EXERCISE INSTRUCTIONS: Only the lines from the one with "Target: granite countertop" to the end of the data below should be given again, exactly as written.

DATASET:

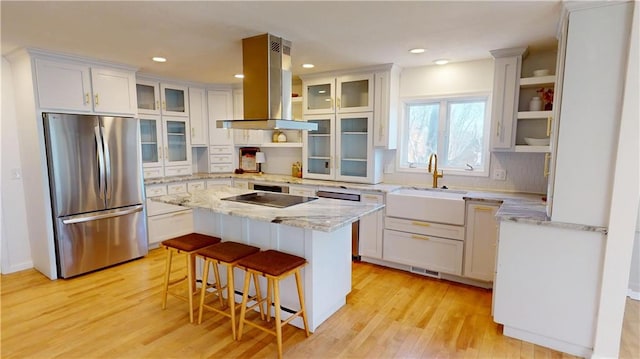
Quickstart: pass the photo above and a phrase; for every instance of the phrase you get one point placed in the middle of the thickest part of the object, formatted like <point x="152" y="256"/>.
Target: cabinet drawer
<point x="153" y="191"/>
<point x="170" y="225"/>
<point x="177" y="171"/>
<point x="433" y="253"/>
<point x="221" y="150"/>
<point x="425" y="228"/>
<point x="221" y="168"/>
<point x="219" y="183"/>
<point x="152" y="172"/>
<point x="372" y="198"/>
<point x="220" y="159"/>
<point x="303" y="191"/>
<point x="176" y="188"/>
<point x="194" y="186"/>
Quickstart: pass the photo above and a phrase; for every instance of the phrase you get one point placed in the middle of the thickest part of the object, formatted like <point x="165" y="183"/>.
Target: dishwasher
<point x="346" y="195"/>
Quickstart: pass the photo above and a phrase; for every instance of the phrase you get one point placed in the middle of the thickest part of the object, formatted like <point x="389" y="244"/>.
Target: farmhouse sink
<point x="441" y="206"/>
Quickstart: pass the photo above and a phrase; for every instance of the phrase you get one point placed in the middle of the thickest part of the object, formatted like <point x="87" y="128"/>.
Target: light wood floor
<point x="115" y="313"/>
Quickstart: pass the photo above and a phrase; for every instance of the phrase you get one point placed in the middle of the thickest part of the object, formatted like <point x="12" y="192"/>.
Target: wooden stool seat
<point x="227" y="254"/>
<point x="275" y="266"/>
<point x="188" y="245"/>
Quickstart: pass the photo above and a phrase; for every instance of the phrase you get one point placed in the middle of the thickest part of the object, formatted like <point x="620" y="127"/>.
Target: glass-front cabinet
<point x="354" y="146"/>
<point x="340" y="149"/>
<point x="165" y="146"/>
<point x="319" y="148"/>
<point x="353" y="93"/>
<point x="151" y="141"/>
<point x="148" y="93"/>
<point x="174" y="100"/>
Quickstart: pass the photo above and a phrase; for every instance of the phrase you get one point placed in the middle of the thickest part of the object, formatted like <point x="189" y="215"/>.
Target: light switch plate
<point x="500" y="174"/>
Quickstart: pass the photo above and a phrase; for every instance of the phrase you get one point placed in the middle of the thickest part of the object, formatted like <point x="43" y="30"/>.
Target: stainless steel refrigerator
<point x="97" y="194"/>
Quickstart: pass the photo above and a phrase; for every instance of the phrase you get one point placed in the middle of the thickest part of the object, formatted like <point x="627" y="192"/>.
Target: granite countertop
<point x="322" y="214"/>
<point x="280" y="179"/>
<point x="514" y="207"/>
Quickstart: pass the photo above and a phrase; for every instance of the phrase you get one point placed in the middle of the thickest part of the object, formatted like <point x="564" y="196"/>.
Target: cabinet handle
<point x="547" y="156"/>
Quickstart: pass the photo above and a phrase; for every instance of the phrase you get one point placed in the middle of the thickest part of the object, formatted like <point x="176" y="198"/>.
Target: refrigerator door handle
<point x="101" y="166"/>
<point x="109" y="214"/>
<point x="107" y="166"/>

RESULT OF THIS TASK:
Target: granite countertop
<point x="322" y="214"/>
<point x="280" y="179"/>
<point x="514" y="207"/>
Quickstart: pass the photo above and a phrase; for every instance of the phrase you get one point placed in the middle of the thickest part of the object, formatted like <point x="564" y="196"/>.
Target: cabinet handle
<point x="547" y="156"/>
Quickstart: pass the photo above and a phrase; for every instance of the phrase you get one point placed in the middle of the thickest part of the object, formatted like <point x="176" y="198"/>.
Target: refrigerator door handle
<point x="101" y="166"/>
<point x="109" y="214"/>
<point x="107" y="166"/>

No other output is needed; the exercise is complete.